Exercices —
**a.** Répondez aux questions suivantes à partir du texte à lire :
(i) À quel siècle le texte rattache-t-il Jacob Böhme ?
(ii) D'après la citation de Max Stirner, que cherchent les êtres humains derrière le monde existant ?
(iii) À quel moment l'état de l'extase doit-il apparaître ?
**b.** Transcrivez fidèlement le passage du texte à lire qui s'ouvre sur les mots contenant « C'est pourquoi le » et se clôt sur « et à l'adorer. ».
**c.** Traduisez en anglais cette phrase du texte à lire : « C'est pourquoi le néoplatonicien décrit les événements intérieurs de son extase, de la même façon que Platon décrivait son monde suprasensible. »

Texte à lire —
:::

Ce besoin humain, qu'on signale ici, Max Stirner l'avait bien en tête,
quand il disait: "Ce qui, tel un fantôme dans l'univers, agite
sa nature conceptuellement insaisissable et mystérieuse, c'est justement
ce mystère invraisemblable que nous appelons l'être suprême.
Et parvenir à l'examiner à fond, le concevoir, découvrir
de la vérité en lui (prouver "l'existence de Dieu"),
c'est la mission que les êtres humains se sont fixée des millénaires
durant; avec l'effroyable impossibilité, de remplir ce Tonneau des
Danaïdes, de transformer ce spectre en un non-spectre, cette irréalité
en réalité, cet esprit en une personne entièrement corporelle,
- c'est à cela qu'ils se sont torturés. Derrière le
monde existant, ils cherchent la "chose en soi", l'essence, ils
cherchent la non-chose derrière la chose".
L'intériorité délivre la plus profonde sagesse humaine.
Mais l'être humain doit d'abord s'éduquer pour aborder cet approfondissement
de soi. Il doit s'accoutumer, à contempler une réalité
libre de tout ce que les sens nous transmettent. Des hommes qui ont élevé
leurs forces de connaissance à ces hauteurs, parlent d'une lumière
intérieure qui leur est apparue. Jacob Böhme, le mystique chrétien
du dix-septième siècle, ce considérait comme un illuminé
de ce genre. Il contempla en lui un royaume qu'il dut caractériser
comme étant le plus élevé des royaumes accessibles à
la connaissance de l'être humain. Il dit: "La richesse du coeur
humain porte le sceau, parfaitement arrangé avec art, conforme à
l'essence de toutes les essences."
À0 la place de la spéculation sur un au-delà extérieur
à l'homme, le néoplatonisme installe la vision intuitive du
monde intérieur humain. Un phénomène extrêmement
caractéristique surgit à cette occasion, à savoir que
le néoplatonicien considère sa propre intériorité
comme lui étant étrangère. On est donc allé jusqu'à
la connaissance d'un endroit dans lequel le dernier membre de l'univers était
à rechercher; ce qui s'y trouvait, on l'a faussement interprété.
C'est pourquoi le néoplatonicien décrit les événements
intérieurs de son extase, de la même façon que Platon
décrivait son monde suprasensible.
Il est significatif que le néoplatonisme en vienne à exclure
de la nature du monde intérieur ce qui précisément constitue
le noyau véritable de celui-ci. L'état de l'extase doit seulement
apparaître au moment où la conscience de soi fait silence. Il
était donc naturel que l'esprit du néoplatonisme lui-même
ne pût contempler sa propre entité sous sa vraie lumière.
C'est dans cette manière de voir que les cheminements des idées
qui forment le contenu de la philosophie grecque, ont trouvé leur
aboutissement. Ils représentent l'aspiration de l'être humain
à reconnaître sa propre essence comme étrangère,
à la contempler et à l'adorer.

:::

Lignes de données —

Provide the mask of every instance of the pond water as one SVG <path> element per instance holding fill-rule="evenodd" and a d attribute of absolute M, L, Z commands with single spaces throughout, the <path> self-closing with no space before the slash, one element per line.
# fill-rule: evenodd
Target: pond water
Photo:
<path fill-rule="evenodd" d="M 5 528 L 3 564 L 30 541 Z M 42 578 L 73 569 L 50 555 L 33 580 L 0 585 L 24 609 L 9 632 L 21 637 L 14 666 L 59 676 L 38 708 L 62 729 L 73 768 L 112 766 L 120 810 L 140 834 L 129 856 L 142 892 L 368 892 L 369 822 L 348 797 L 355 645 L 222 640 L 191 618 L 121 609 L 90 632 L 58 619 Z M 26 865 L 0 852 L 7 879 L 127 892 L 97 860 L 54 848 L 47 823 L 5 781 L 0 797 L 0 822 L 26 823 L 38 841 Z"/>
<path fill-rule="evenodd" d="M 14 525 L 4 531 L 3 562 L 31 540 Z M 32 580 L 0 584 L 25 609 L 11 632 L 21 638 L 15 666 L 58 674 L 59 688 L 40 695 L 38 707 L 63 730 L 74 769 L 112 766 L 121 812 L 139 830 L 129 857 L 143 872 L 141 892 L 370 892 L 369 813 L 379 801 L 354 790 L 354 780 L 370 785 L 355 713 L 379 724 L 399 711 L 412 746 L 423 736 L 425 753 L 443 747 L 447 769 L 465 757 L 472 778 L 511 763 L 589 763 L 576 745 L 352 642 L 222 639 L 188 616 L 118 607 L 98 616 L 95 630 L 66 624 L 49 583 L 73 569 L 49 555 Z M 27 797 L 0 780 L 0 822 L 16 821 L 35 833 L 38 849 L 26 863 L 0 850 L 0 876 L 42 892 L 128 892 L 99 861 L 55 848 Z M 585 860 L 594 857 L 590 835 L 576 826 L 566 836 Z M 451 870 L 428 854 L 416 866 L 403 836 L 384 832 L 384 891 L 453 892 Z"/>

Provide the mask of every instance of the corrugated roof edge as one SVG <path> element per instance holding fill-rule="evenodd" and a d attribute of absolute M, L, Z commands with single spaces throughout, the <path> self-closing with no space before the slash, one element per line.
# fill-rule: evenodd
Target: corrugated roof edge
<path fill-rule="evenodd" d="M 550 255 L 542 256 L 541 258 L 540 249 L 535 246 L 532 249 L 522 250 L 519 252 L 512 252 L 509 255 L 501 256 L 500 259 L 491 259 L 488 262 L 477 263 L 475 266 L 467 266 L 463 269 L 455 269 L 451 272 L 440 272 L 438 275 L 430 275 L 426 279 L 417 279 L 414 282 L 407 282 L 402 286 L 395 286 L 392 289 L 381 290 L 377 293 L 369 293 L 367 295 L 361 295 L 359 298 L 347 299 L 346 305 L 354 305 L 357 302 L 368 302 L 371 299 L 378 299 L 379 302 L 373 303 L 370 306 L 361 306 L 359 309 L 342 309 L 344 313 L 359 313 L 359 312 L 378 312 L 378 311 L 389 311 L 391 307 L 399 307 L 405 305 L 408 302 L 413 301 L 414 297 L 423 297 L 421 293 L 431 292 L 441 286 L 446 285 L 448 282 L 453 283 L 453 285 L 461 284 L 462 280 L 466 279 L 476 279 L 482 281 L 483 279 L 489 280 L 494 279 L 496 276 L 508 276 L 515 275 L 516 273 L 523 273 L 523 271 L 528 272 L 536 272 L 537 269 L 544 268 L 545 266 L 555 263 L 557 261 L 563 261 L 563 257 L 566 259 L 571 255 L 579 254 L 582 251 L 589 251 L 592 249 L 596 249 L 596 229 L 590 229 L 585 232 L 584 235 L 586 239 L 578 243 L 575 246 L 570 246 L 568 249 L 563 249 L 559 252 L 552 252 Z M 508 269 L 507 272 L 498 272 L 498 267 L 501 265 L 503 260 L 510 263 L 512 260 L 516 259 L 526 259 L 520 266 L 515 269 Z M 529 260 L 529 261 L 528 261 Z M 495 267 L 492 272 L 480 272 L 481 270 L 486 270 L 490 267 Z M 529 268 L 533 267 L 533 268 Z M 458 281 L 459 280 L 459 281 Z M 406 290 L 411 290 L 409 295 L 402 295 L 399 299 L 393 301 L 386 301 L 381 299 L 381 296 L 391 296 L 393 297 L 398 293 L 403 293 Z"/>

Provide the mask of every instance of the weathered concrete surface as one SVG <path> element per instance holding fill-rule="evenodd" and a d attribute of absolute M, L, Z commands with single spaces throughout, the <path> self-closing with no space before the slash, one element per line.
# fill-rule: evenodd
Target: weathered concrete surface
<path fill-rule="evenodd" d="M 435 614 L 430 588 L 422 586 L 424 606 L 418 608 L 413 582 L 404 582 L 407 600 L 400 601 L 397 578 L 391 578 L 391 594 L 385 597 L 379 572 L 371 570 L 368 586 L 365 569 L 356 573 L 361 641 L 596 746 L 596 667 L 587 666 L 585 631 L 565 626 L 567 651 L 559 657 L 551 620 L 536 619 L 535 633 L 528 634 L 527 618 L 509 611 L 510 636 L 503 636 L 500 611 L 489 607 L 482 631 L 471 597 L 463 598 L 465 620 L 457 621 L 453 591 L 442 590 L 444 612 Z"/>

:::

Corrigé —
**a.**
(i) Au dix-septième siècle.
(ii) La « chose en soi », l'essence, la non-chose derrière la chose.
(iii) Au moment où la conscience de soi fait silence.

**b.**
C'est pourquoi le néoplatonicien décrit les événements
intérieurs de son extase, de la même façon que Platon
décrivait son monde suprasensible.
Il est significatif que le néoplatonisme en vienne à exclure
de la nature du monde intérieur ce qui précisément constitue
le noyau véritable de celui-ci. L'état de l'extase doit seulement
apparaître au moment où la conscience de soi fait silence. Il
était donc naturel que l'esprit du néoplatonisme lui-même
ne pût contempler sa propre entité sous sa vraie lumière.
C'est dans cette manière de voir que les cheminements des idées
qui forment le contenu de la philosophie grecque, ont trouvé leur
aboutissement. Ils représentent l'aspiration de l'être humain
à reconnaître sa propre essence comme étrangère,
à la contempler et à l'adorer.

**c.** That is why the Neoplatonist describes the inner events of his ecstasy in the same way that Plato described his supersensible world.